Abstract
We present a search for electroweak single top quark production using
2.7 fb-1
of CDF II data collected between February 2002 and
April 2008 at the Tevatron in proton-antiproton collisions at a
center-of-mass energy of 1.96 TeV. The analysis employs a
matrix-element
technique which calculates event probability densities for signal and
background hypotheses. We combine the probabilities to form a
discriminant variable which is evaluated for signal and background
Monte Carlo events. The resulting template distributions are fit to the
data using a binned likelihood approach. We search for a combined
single top s-
and t-channel signal and measure a cross section of
2.7+0.8-0.7pb, assuming a top quark mass of 175
GeV/c2.
The probability that the observed excess originated
from a background fluctuation (p-value) is 9×10-6 (4.2σ) and the expected (median)
p-value in pseudo-experiments is 8×10-7 (4.8σ).
Event Selection
This analysis uses events from leptonic decay of the W boson.
We require a single, well isolated high-transverse-energy lepton,
large missing transverse energy (from the neutrino), and exactly two
or three high-transverse-energy jets. Of these jets, we require at least one
to be identified as originating from a b-quark by secondary
vertex tagging. The secondary vertex tag identifies tracks associated
with the jet originating from a vertex displaced from the primary
vertex. We further require the missing transverse energy and the jets
not to be collinear for low values of missing transverse energy. This
requirement removes a large fraction of the non-W background
while retaining most of the signal.
Our major backgrounds come from W + heavy flavor jets, Wbb-bar,
Wcc-bar, and Wc+jet; mistags which are W + light quark/gluon
events that are mistakenly tagged as b-jets due to detector resolution effects; Non-W, which are mostly multijet
events in which a jet is mistakenly identified as a lepton and jets are
mismeasured, providing a false missing transverse energy signature; and
top pair production events in which one lepton or two jets are lost
due to detector acceptance.
Predicted event yield
with 2.7 fb-1 |
Process | Two-jet
events | Three-jet events |
s-channel | 49.3
± 7.0 | 16.3 ± 2.3 |
t-channel | 74.3
± 10.9 | 22.3 ± 3.2 |
Single top | 123.6
± 17.9 | 38.6 ± 5.5 |
W+bottom | 549.1
± 165.5 | 169.8 ± 51.3 |
W+charm | 453.5
± 139.9 | 126.7 ± 39.0 |
W+light | 410.7
± 51.0 | 125.5 ± 15.8 |
tt-bar | 173.5
± 24.8 | 410.5 ± 58.4 |
Diboson/Z+jets | 105.6
± 12.1 | 39.0 ± 4.6 |
Non-W | 75.6
± 30.2 | 27.4 ± 11.0 |
Total background | 1768.0
± 311.9 | 898.9 ± 108.2 |
Total prediction | 1891.6
± 312.4 | 937.5 ± 108.3 |
Observed | 1874 | 902
|
Jet multiplicity distribution
for signal and background processes. We compare the predicted number of
events in each W+jet bin to the number of events observed in data.

Picture shape labeling material
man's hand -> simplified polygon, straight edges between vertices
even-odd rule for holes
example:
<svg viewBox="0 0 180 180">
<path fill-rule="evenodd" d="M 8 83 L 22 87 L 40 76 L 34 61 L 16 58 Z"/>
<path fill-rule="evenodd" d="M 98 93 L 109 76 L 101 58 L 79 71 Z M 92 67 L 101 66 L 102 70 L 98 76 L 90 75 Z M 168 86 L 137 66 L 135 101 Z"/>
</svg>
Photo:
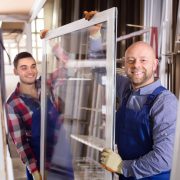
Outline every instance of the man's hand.
<svg viewBox="0 0 180 180">
<path fill-rule="evenodd" d="M 83 12 L 84 18 L 88 21 L 91 20 L 96 13 L 97 11 L 84 11 Z"/>
<path fill-rule="evenodd" d="M 101 153 L 101 164 L 108 171 L 122 174 L 122 159 L 119 154 L 111 149 L 103 149 Z"/>
<path fill-rule="evenodd" d="M 33 176 L 33 180 L 42 180 L 41 174 L 39 173 L 39 171 L 34 171 L 32 173 Z"/>
</svg>

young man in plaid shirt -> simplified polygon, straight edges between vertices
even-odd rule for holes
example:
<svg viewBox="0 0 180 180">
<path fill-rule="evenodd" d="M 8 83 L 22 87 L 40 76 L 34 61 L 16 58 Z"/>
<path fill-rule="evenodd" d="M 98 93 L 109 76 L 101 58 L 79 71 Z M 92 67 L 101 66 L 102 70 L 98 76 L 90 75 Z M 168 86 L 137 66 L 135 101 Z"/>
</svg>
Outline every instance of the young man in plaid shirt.
<svg viewBox="0 0 180 180">
<path fill-rule="evenodd" d="M 20 82 L 6 103 L 8 128 L 18 154 L 27 166 L 27 178 L 39 180 L 41 83 L 36 79 L 38 70 L 30 53 L 17 54 L 14 73 Z"/>
</svg>

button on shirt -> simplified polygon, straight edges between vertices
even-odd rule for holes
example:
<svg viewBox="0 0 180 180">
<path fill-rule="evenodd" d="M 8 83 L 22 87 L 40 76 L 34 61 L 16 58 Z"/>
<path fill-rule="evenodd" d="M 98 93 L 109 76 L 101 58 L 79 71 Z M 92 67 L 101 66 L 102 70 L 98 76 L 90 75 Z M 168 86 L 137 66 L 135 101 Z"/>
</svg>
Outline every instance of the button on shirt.
<svg viewBox="0 0 180 180">
<path fill-rule="evenodd" d="M 117 78 L 117 88 L 127 90 L 129 88 L 127 83 L 126 87 L 121 86 L 124 81 L 126 79 Z M 133 110 L 141 109 L 147 100 L 147 96 L 159 86 L 161 86 L 161 83 L 160 80 L 157 80 L 136 91 L 131 90 L 127 107 Z M 122 89 L 117 89 L 117 95 L 121 98 L 125 93 Z M 153 150 L 138 159 L 124 160 L 122 171 L 125 177 L 133 176 L 139 179 L 171 169 L 176 113 L 176 97 L 168 90 L 163 91 L 156 98 L 149 114 L 153 119 Z"/>
</svg>

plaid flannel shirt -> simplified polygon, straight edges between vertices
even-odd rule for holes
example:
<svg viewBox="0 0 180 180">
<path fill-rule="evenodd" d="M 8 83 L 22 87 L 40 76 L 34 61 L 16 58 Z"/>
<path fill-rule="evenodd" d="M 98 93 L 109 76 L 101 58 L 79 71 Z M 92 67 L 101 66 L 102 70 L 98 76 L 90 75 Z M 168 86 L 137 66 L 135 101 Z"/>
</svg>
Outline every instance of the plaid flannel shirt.
<svg viewBox="0 0 180 180">
<path fill-rule="evenodd" d="M 36 87 L 39 96 L 40 84 L 40 79 L 38 79 L 36 81 Z M 27 139 L 31 137 L 33 111 L 26 102 L 23 101 L 22 97 L 29 98 L 30 101 L 35 101 L 39 106 L 40 101 L 31 96 L 20 93 L 19 87 L 20 84 L 18 83 L 15 91 L 6 102 L 8 129 L 21 160 L 32 173 L 38 169 L 33 149 L 27 141 Z"/>
</svg>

* **Actions to take**
[1] List the major background categories named in the Event Selection section of the single top quark search page.
[2] Rewrite the single top quark search page from "The probability that" to "is 8×10-7 (4.8σ).", and put "simulated experiments" in place of "pseudo-experiments".

* **Results for each task**
[1]
- W + heavy flavor jets (Wbb-bar, Wcc-bar, and Wc+jet)
- Mistags
- Non-W
- Top pair production

[2]
The probability that the observed excess originated
from a background fluctuation (p-value) is 9×10-6 (4.2σ) and the expected (median)
p-value in simulated experiments is 8×10-7 (4.8σ).